Исходный текст:
С давних лет помышлял я уделить часть от избытков имущества своего на какое нибудь человеколюбивое заведение; а, любя науки и почитая просвещение первым основанием благосостояния государства, сильнейшее мое желание всегда было споспешествовать распространению оных. Величайший и несравненный пример Вашего Императорскаго Величества, открывающий путь ко всеобщему просвещению в России возбудил во мне непреодолимое желание произвести в самое действие то, о чем помышлял я несколько лет. 3 578 душ, в Ярославской губернии за мной состоящия и самим мною приобретенныя, и 300 000 денег есть приношение назначенное мною при жизни моей в пособие на заведение училищ. Вашему Императорскому Величеству угодно уже было одобрить мои намерения, и я, будучи ободрен Императорским словом, принимаю смелость повергнуть на Высочайшую конфирмацию следующее распоряжение мое:

Известно мне, сколь великое число неимущаго дворянства в губернии Ярославской имеет нужду в таком заведении, в котором бы оно, с малыми средствами, могло приобресть все ти познания, кои образуют разум и сердце. Принимаю смелость просить Ваше Императорское Величество, дабы Высочайшим указом Вашим повелено было назначенную в Ярославле гимназию возвысить в такое училище, которое бы имело одинаковую степень с университетами, и все преимущества онаго, заведя в нем класс наук университетских. И если сия всеподданнейшая просьба моя удостоится Высочайшаго благоволения, отдаю я, в пособие оному, ныне же, как на содержание профессоров, так и другия по училищу надобности, за исключением некотораго числа дворовых, все помянутыя 3,578 душ, на таком же основании, какое с волею Вашего Императорскаго Величества и выгодами училища может быть согласно, прося утвердить оныя Высочайшим Вашим указом в вечную и неподвижную пользу онаго, и сверх того 100 000 денег, желая, чтобы сумма сия, будучи положена в какое нибудь государственное место, осталась вечным для него капиталом, и училище пользовалось одними доходами, употребляя их не иначе, как на содержате неимущих той губернии дворян и другого состояния людей. Если же между ими встретятся такие, кои редкими своими дарованиями обратят особливое на себя внимание, таковых благоволено б было отправлять и в чужие краи.

Описание задания: Продолжите текст о пожертвовании на училище в Ярославле, начиная сразу после его последнего предложения.

Фрагмент набора данных:
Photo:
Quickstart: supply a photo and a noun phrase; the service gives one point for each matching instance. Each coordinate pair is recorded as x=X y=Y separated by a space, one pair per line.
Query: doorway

Ответ к заданию:
Всемилостивейший Государь! Се – жертва усердия моего ко благу общему! Милостивое воззрение Ваше на усердное приношение мое есть единая награда, которой ожидаю от престола Вашего Императорскаго Величества».

Прошение это было подано 29 апреля, а 6 июня на нем появилась Высочайшая резолюция, начертанная лично императорской рукой: «Быть по сему». Что по‑нашему значит: «Одобряю». Такую полезную, идущую снизу иннициативу следовало поддержать, и Александр тут же велел издать указ сенату:

«Отличные подвиги граждан, содействующих великому благу отечества, должны пребыть незабвенны от рода в род. Потому, утвердив благотворительное распоряжение статскаго советника Демидова, который приносить в дар училищам от своего имущества деревни в 3 578 душ, денежный наличный капиталь в 300 000 рублях, знатную библиотеку и кабинеты натуральных художественных редкостей, также медалей, собранные большим иждивением, повелеваем:

1) Выбить золотую медаль с изображением на одной стороне лица Демидова, а на другой поставить приличную надпись, означающую его действие (решено было напечатать «За благотворение наукам», – В. Ч.). И таковую медаль, как залог общей признательности, вручить ему, Демидову, в Москве, в общем правительствующаго сената собрании.

2) Предав тиснению прилагаемое при семь прошение, издать оное во всенародное известие, дабы добродетель, достойная почтительнаго внимания, явлена была пред лицом отечества.

3) Привести в исполнение все распоряжения, самим благотворителем учиненныя, в точной сообразности с его волею, возложить на министра народнаго просвещения».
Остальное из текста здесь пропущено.